Dataset entries
╔══

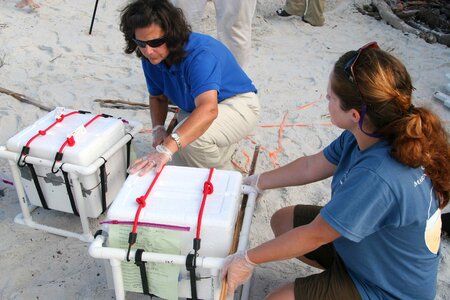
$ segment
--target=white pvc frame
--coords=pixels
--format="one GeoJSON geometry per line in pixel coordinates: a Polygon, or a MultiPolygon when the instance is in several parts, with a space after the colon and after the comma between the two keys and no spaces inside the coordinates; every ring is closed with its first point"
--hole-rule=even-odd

╚══

• [THE TASK]: Write out the lines above exactly, but only from the one containing "--target=white pvc frame" through the last one.

• [EXERCISE RESULT]:
--target=white pvc frame
--coords=pixels
--format="one GeoJSON geometry per line in pixel coordinates: a Polygon, or a MultiPolygon when the instance is in several parts, with a space after the colon and after the comma between the two keys and no spaces inside the coordinates; every ring is closed with its first point"
--hole-rule=even-odd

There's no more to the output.